SUPPLIED TEXT
September 9th, 2020 · No Comments

Christopher Dunbar, owner of Dunbar Organic Farm, is excited to get back into the community and to share his harvest at the farmers’ market. MARY AN/GLEANER NEWS

After a long delay, the volunteer-run Bloor and Borden farmers’ market is open and ready for another season. The market takes place Wednesdays from 3-7 p.m. It’s located in the Green P parking lot off Borden Street just south of Bloor Street. 

This season, there are only seven vendors at the market, with offerings ranging from baked goods to fresh organic produce. According to Rory ‘Gus’ Sinclair, former chair of the Harbord Village Residents’ Association (HVRA), the market plans on staying open until the end of October. 

There are a few changes to keep in mind when visiting the farmers’ market this summer: 

  • Only some vendors will be accepting cash, credit cards are strongly encouraged. 
  • All shoppers must maintain a six-foot distance from one another. 
  • Hand sanitizer will be available for visitors.
  • Masks are mandatory for all shoppers.

There is also a one-way lane for shoppers to line up and enter the market. Additionally, a new online ordering system is available on the Bloor and Borden’s farmers’ market website: Shoppers may now pre-order on the website and pick up their orders at the market in line.  

Pre-ordering may be a blessing for shoppers, but  making it happen proved challenging for some vendors. 

“My biggest challenge was predicting my crop,” said Christine D’Hulster, Co-Owner of Son-in-Law Produce,  in a phone interview with The Annex Gleaner. “With online ordering I have to have my product online a week before, so that’s been really challenging, to determine if the crop is going to last another week or how much I can offer.” 

Baker Olivia Yetter, owner of OY’s Joys likes the new online ordering system because it helps decrease waste and determines the amount of products she has to bring.

INFORMATION PROVIDED
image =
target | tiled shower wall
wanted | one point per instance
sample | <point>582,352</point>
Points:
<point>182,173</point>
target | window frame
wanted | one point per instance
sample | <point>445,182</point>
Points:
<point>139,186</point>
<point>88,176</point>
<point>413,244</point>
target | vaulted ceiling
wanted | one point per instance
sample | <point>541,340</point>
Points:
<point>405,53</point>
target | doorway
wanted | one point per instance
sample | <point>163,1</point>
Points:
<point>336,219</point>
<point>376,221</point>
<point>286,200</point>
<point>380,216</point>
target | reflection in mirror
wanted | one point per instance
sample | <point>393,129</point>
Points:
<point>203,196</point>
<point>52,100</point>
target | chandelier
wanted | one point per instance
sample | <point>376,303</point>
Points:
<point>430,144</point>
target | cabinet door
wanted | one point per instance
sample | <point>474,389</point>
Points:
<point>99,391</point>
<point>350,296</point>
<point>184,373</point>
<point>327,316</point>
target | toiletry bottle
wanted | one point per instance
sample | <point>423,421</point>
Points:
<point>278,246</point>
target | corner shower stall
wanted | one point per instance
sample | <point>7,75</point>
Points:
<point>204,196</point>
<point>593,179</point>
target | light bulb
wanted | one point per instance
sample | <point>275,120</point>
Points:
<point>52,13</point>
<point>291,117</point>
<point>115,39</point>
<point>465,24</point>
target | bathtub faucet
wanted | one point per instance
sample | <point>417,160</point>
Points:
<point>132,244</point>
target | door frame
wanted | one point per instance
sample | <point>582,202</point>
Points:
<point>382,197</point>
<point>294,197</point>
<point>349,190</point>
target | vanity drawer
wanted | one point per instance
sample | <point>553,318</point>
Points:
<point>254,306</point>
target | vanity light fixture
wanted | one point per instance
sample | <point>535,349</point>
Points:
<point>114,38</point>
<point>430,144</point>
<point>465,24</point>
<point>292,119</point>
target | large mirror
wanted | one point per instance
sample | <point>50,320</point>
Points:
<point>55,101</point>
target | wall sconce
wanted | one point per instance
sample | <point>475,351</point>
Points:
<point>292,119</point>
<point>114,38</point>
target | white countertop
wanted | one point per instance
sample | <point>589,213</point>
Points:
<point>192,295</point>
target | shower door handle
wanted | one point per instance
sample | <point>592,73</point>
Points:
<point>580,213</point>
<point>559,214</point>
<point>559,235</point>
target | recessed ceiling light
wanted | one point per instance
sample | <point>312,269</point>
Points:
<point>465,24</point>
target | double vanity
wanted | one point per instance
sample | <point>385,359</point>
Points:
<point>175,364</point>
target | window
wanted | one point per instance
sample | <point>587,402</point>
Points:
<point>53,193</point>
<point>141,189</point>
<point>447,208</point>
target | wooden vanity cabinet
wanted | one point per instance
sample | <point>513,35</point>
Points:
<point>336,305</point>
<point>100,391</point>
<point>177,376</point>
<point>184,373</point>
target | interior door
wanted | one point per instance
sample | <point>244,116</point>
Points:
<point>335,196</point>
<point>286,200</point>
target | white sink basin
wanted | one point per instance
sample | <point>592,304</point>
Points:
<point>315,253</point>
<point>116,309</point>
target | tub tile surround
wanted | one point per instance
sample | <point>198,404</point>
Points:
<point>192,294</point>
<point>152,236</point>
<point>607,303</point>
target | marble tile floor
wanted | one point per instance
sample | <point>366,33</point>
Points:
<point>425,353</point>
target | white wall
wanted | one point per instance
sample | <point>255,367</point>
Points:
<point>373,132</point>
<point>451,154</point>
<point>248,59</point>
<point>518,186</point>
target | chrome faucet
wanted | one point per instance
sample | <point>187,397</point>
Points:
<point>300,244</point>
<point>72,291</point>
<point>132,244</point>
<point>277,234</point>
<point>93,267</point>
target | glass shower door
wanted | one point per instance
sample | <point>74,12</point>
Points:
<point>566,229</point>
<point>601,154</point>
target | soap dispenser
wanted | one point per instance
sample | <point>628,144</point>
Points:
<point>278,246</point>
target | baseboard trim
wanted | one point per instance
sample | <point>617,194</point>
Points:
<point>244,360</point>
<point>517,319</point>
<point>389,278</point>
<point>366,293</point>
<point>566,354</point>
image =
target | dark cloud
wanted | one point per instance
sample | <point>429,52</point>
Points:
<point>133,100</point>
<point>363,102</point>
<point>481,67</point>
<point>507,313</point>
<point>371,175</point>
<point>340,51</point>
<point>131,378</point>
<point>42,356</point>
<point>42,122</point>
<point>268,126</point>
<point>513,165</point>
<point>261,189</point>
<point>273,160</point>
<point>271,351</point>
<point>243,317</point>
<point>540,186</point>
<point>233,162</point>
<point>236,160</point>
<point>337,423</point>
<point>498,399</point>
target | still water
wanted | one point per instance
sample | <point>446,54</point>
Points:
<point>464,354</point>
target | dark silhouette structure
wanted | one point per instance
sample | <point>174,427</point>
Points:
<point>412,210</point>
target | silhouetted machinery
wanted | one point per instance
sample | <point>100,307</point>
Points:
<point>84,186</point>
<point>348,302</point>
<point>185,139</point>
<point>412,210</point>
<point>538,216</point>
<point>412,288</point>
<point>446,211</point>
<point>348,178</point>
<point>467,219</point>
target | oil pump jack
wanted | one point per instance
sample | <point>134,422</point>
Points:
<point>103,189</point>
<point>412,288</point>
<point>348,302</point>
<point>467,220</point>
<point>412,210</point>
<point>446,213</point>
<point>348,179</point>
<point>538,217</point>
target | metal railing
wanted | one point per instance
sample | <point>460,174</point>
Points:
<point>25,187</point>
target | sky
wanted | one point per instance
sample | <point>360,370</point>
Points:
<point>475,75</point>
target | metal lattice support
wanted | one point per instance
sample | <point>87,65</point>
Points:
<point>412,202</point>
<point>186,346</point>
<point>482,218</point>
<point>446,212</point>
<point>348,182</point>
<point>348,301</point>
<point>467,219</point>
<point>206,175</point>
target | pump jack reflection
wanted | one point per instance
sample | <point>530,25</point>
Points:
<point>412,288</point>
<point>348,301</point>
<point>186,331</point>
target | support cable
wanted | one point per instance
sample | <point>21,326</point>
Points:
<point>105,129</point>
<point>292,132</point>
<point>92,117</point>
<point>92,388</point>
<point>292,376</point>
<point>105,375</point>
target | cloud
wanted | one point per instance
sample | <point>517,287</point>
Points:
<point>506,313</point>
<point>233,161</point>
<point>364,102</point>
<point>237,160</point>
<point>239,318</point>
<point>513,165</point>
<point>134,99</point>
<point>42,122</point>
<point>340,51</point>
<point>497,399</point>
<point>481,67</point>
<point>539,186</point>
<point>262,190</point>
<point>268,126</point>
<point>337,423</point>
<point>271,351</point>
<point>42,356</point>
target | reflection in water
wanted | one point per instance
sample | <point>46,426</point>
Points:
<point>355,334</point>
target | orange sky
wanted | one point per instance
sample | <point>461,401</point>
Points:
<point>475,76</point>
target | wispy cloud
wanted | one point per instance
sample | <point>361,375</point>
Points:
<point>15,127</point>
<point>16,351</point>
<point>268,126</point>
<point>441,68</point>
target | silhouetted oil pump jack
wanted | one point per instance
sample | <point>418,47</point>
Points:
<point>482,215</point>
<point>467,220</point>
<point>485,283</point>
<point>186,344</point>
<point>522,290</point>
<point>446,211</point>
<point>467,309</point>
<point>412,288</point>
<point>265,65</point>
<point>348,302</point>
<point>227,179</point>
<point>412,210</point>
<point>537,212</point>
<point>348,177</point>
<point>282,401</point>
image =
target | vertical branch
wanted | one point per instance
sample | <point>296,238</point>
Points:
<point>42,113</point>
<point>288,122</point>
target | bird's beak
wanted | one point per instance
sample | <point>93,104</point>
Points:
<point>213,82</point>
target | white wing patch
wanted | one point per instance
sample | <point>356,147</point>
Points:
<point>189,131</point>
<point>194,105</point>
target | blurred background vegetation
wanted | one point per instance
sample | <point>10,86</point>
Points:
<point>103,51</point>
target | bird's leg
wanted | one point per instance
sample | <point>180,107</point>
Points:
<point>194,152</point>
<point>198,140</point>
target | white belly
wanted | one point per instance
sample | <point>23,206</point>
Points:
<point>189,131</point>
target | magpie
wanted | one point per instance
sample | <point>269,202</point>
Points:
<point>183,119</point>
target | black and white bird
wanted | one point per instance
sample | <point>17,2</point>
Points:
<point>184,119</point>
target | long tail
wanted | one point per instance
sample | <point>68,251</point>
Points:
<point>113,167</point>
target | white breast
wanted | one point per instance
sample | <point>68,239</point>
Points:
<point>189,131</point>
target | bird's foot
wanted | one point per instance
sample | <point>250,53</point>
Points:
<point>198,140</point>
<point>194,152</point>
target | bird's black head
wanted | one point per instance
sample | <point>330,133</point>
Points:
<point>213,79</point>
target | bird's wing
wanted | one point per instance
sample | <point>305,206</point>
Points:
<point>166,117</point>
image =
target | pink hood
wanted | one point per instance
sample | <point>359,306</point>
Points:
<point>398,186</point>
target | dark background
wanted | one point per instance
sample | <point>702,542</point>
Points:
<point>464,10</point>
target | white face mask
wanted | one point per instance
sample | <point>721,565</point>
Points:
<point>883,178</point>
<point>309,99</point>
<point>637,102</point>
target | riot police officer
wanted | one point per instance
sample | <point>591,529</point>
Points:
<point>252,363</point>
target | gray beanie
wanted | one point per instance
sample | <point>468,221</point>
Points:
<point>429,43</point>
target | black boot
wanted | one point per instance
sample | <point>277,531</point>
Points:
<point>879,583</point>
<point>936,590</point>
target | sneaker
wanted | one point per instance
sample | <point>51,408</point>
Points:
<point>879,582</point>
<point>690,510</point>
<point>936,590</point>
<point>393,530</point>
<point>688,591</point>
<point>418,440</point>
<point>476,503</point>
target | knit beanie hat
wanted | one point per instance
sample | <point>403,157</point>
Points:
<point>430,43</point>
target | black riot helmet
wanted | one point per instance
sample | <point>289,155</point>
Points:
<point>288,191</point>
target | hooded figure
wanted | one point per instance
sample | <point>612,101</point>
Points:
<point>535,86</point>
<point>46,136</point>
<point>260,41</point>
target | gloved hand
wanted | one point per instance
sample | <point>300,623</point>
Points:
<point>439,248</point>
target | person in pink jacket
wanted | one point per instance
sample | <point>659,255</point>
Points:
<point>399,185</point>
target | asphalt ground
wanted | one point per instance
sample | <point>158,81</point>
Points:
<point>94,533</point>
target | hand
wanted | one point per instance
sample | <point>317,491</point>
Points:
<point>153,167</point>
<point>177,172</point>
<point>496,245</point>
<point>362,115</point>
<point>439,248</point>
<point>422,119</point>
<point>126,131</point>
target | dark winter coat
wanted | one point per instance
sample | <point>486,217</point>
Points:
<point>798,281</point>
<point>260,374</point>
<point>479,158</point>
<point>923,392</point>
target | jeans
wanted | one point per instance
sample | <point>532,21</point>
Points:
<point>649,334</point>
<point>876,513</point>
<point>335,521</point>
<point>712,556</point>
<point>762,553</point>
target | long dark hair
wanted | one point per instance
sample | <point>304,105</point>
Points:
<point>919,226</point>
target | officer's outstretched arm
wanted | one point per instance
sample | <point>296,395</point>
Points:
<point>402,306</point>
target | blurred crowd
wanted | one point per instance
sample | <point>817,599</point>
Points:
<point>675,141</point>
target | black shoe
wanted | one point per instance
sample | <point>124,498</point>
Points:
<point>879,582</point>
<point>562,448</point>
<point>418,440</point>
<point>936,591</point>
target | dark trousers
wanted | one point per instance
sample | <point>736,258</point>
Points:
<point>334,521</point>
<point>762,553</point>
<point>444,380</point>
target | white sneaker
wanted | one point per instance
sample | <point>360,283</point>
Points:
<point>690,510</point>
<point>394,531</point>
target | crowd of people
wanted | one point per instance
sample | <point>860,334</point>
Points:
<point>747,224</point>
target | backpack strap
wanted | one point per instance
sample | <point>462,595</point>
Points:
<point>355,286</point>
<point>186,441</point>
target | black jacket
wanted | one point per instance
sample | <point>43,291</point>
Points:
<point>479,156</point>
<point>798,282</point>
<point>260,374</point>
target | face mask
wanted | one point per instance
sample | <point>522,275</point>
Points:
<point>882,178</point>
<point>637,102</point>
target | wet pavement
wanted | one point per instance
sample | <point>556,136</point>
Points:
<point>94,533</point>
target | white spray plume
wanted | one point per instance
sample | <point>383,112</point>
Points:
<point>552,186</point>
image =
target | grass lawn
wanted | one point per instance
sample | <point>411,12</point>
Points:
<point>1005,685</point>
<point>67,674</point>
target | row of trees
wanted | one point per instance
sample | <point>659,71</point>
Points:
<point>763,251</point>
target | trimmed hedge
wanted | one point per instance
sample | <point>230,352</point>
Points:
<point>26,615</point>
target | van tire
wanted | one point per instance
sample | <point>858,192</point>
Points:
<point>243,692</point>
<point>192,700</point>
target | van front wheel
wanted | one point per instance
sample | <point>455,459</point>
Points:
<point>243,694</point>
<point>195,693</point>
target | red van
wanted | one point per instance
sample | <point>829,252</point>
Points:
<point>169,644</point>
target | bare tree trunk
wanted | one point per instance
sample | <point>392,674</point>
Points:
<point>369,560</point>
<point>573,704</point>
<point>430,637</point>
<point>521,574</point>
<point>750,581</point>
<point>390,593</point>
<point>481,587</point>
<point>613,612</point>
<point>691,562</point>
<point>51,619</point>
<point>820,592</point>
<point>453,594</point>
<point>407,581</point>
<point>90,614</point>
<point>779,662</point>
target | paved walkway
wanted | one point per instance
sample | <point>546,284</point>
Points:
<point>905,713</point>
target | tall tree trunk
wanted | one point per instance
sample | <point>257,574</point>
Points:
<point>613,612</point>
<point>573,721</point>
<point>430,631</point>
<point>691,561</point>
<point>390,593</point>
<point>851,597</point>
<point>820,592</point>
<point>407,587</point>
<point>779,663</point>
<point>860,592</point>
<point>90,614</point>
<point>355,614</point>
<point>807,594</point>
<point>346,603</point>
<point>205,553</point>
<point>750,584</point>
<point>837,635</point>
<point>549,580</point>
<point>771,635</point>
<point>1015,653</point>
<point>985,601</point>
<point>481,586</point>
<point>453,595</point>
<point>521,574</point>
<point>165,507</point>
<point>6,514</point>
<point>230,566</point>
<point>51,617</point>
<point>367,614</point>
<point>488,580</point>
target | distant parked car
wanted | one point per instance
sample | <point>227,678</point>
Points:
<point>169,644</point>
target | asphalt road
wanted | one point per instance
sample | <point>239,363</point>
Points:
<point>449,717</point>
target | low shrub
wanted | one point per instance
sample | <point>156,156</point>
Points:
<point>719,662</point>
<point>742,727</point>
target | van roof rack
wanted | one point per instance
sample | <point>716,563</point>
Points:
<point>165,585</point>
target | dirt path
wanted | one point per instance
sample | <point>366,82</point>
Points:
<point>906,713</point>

EXERCISE INSTRUCTIONS
(1) Reproduce the stretch of the farmers' market article from "Christopher Dunbar, owner" through "are strongly encouraged." word for word.
(2) Pick up the farmers' market article after its last sentence and keep writing.

EXPECTED RESULTS
(1)
Christopher Dunbar, owner of Dunbar Organic Farm, is excited to get back into the community and to share his harvest at the farmers’ market. MARY AN/GLEANER NEWS

After a long delay, the volunteer-run Bloor and Borden farmers’ market is open and ready for another season. The market takes place Wednesdays from 3-7 p.m. It’s located in the Green P parking lot off Borden Street just south of Bloor Street. 

This season, there are only seven vendors at the market, with offerings ranging from baked goods to fresh organic produce. According to Rory ‘Gus’ Sinclair, former chair of the Harbord Village Residents’ Association (HVRA), the market plans on staying open until the end of October. 

There are a few changes to keep in mind when visiting the farmers’ market this summer: 

  • Only some vendors will be accepting cash, credit cards are strongly encouraged.

(2)
“Without obviously any pre-sales, I would bring my goods and try to sell them. If it didn’t sell, I would take it home as a loss,” Yetter said in a phone-interview with The Gleaner. 

Another change in the market this year is the community-filled atmosphere. According to Helen Goldlist, Chair of the Market Advisory Committee (MAC), the market is more than an area for local groceries, it’s also a place to build and strengthen the community. In previous years, the market’s centre square was filled with musicians, activity tables, and resting areas for community members to get together. However, this season, the farmers’ market will lack the centre square due to the coronavirus pandemic. 

“I would say the community feel is different, but, the customers this year are still very supportive,” said Christopher Dunbar, owner of Dunbar Organic Farm.

D’Hulster also made many online connections with community members who showed support and appreciation for her produce.  

“It’s obviously a very hard time for people and the fact that receiving our produce makes their day and brings a little bit of normalcy in their life has honestly brought tears to my eyes,” said D’Hulster. 

“I think every neighbourhood should have a market because it does bring a community together. When you have a stronger community, you’ll have stronger people,” Dunbar said.